| TEXT |
QUOTE(wild_card_my @ Dec 15 2018, 05:25 AM)
1. Having ASB-financing as part of a retirement portfolio is sound financial strategy. There are detractors who claim to get better returns or reach their financial goals earlier and they can be right; however honest investors would disclose the pros and cons of these other investment vehicles/intruments
2. Take property property investment for example. Plenty of people made a lot of money through properties, especially when they bought theirs before and during the property-boom that took place from 2008 through a few years following that. When you compare the two, buying properties with a mortgage is very similar to subscribing to ASB units with ASB-financing. They both:
a. have their financing backed with collaterals (property vs. ASB units)
b. use reducing balance interest calculation (as opposed to upfront interest calculation)
c. have annual and floating interest rates (as opposed to fixed/flat rates)
3. The con, and in-turn the difference between property investment to ASB/ASB-financing would be that the value of the asset (the property) is not fixed. While this is a huge advantage due to the fact that properties may increase in value over time (capital gain), they can also, in-turn lose value over time (capital loss).

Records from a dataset
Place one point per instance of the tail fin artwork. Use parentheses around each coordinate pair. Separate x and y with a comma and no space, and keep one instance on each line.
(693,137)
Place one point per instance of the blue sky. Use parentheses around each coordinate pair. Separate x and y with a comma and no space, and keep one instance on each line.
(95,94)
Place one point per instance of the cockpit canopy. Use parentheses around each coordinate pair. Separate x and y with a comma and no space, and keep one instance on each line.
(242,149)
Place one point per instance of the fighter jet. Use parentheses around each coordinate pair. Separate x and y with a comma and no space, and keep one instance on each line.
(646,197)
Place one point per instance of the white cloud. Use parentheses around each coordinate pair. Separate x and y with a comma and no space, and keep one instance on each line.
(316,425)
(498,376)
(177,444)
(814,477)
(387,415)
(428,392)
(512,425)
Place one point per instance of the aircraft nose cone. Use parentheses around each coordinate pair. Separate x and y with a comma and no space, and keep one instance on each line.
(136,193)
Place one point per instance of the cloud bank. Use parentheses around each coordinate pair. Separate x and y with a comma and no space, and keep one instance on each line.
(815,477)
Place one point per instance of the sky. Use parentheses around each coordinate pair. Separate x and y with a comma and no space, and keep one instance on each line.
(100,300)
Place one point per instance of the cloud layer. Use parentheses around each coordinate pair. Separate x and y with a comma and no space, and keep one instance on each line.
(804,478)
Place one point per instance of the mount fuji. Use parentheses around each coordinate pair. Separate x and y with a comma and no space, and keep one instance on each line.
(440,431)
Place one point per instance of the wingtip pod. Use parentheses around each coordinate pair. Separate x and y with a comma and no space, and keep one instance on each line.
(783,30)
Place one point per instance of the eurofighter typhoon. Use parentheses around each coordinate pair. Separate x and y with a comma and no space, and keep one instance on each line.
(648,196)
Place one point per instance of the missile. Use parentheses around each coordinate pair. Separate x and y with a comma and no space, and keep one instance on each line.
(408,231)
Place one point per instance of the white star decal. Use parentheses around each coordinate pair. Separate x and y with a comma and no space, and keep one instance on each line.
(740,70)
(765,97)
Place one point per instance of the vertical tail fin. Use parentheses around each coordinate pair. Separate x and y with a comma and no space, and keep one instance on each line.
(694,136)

| WHAT YOU WILL DO |
1) Extract each line of the records that contains the string "cloud".
2) Please continue the post comparing ASB financing with property investment, picking up after its last sentence.
The text and the records are unrelated to each other.

| TASK-BY-TASK ANSWERS |
1)
Place one point per instance of the white cloud. Use parentheses around each coordinate pair. Separate x and y with a comma and no space, and keep one instance on each line.
Place one point per instance of the cloud bank. Use parentheses around each coordinate pair. Separate x and y with a comma and no space, and keep one instance on each line.
Place one point per instance of the cloud layer. Use parentheses around each coordinate pair. Separate x and y with a comma and no space, and keep one instance on each line.

2)
4. Do yourself a favor and read on arguments from investment-pragmatic individuals like icemanx and askarperang who are looking at the property-investment situation with a realistic approach. If I got them right, their consensus would be that there were bubbles in the past few years which have started to pop and would get worse over time. Property prices have decreased in some areas, rental yields (rental per annum over MV) have dropped, and lelong units are popping up everywhere with low probability of being sold. High property overhang being reported by developers, agents facing difficulty to dispose their listings, owners having to top up the shortfall between their installments and rental income, etc.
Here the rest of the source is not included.